AA Rebranded

I see that American Airlines has rebranded themselves after 45 years, as covered on Brand New, and I want to take a moment to talk about my impressions of it. See the Brand New article to see some of the collateral materials I mention below. A second opinion of the rebrand was posted while I wrote this post, and that one gets at the same impression I have, perhaps in better language.

The original logo has a lot of design weight behind it. In addition to being in service for 45 years, being a prime example of Helvetica usage, and being an icon for all America, it was designed by Massimo Vignelli. Vignelli is not one of the first few designers that comes to my mind, but I think most designers would agree that he falls alongside Paul Rand, Pentagram, and the other iconic designers held up in every college design class. He’s one of the great advocates of Helvetica and minimalist grid design. He made the New York City Subway identity that we all recognize.

So this logo that he designed in 1968 has a lot of weight for designers.

american_airlines_2013_logo

American Airlines has now introduced a new look which brings the brand into the 21st century. The new soaring eagle mark is graceful and invokes both the eagle and the plane’s tailfin very successfully. The physical materials, such as the ID tags and printed brochures, are also lovely – retaining the classical look AA’s brand equity has earned, while simultaneously looking refreshed, modern, and simple.

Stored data
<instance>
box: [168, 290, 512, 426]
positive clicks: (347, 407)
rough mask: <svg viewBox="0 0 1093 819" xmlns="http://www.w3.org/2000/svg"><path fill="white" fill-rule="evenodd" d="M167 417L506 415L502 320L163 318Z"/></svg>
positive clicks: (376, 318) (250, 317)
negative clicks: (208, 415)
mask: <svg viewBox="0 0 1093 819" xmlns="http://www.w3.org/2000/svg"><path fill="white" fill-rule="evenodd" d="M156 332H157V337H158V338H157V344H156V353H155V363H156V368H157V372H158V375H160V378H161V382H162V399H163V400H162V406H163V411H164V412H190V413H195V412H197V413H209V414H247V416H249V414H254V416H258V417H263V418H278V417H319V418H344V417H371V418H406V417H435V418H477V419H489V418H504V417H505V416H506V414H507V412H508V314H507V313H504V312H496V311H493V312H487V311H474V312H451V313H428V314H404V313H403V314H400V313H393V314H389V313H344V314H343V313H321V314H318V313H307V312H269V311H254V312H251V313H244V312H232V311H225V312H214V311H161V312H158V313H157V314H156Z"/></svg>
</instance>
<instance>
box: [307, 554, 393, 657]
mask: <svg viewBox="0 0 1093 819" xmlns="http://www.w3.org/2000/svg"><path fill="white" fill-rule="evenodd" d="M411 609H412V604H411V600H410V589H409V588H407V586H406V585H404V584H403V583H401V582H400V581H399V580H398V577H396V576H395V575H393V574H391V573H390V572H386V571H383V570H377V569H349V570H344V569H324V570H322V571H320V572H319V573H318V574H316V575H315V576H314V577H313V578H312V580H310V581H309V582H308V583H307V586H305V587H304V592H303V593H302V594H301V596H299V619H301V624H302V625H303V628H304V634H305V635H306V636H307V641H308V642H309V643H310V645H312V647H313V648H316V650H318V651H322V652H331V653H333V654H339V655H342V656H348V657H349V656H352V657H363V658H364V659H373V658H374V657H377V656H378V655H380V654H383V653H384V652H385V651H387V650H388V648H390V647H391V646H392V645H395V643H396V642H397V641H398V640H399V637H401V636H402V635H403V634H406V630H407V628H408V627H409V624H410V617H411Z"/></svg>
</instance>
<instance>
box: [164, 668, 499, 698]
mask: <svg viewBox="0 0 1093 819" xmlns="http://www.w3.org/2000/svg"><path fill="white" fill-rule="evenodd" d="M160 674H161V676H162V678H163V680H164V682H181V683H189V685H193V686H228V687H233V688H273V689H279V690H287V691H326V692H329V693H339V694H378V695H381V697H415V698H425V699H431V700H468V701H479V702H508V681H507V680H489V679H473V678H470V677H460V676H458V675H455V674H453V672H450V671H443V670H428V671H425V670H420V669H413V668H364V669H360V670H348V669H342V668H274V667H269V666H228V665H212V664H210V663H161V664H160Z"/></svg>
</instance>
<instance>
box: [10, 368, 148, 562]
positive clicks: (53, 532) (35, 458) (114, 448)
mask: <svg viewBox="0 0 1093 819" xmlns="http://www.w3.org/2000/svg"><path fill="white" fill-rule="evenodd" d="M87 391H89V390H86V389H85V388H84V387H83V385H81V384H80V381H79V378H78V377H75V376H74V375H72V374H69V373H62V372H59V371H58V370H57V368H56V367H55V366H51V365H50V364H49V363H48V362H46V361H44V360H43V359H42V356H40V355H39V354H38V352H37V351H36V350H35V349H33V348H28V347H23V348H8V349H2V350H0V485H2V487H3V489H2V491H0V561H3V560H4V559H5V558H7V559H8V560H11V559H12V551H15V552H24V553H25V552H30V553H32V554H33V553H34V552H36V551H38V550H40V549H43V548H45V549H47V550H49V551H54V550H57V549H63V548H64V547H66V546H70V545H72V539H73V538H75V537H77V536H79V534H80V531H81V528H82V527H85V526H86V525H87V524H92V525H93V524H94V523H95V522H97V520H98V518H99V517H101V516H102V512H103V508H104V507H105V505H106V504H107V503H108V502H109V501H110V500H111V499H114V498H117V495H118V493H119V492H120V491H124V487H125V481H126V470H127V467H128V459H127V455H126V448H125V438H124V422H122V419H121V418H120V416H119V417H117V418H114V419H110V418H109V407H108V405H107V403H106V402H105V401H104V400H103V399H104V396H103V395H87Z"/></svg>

= To do =
1. Answer these questions using the AA rebrand post:
(a) How many years had the original American Airlines logo been in service?
(b) Who designed the original logo?
(c) What two things does the new soaring eagle mark invoke?
2. Please say whether each statement agrees with the AA rebrand post, and quote the words that decide it.
(a) The original logo was designed in 1968.
(b) Vignelli made the New York City Subway identity.
(c) The writer finds the new physical materials dated.
The data above comes from a separate source.

= Answers to the tasks =
1.
(a) 45 years.
(b) Massimo Vignelli.
(c) The eagle and the plane's tailfin.

2.
(a) Yes: "this logo that he designed in 1968"
(b) Yes: "He made the New York City Subway identity that we all recognize."
(c) No: "while simultaneously looking refreshed, modern, and simple"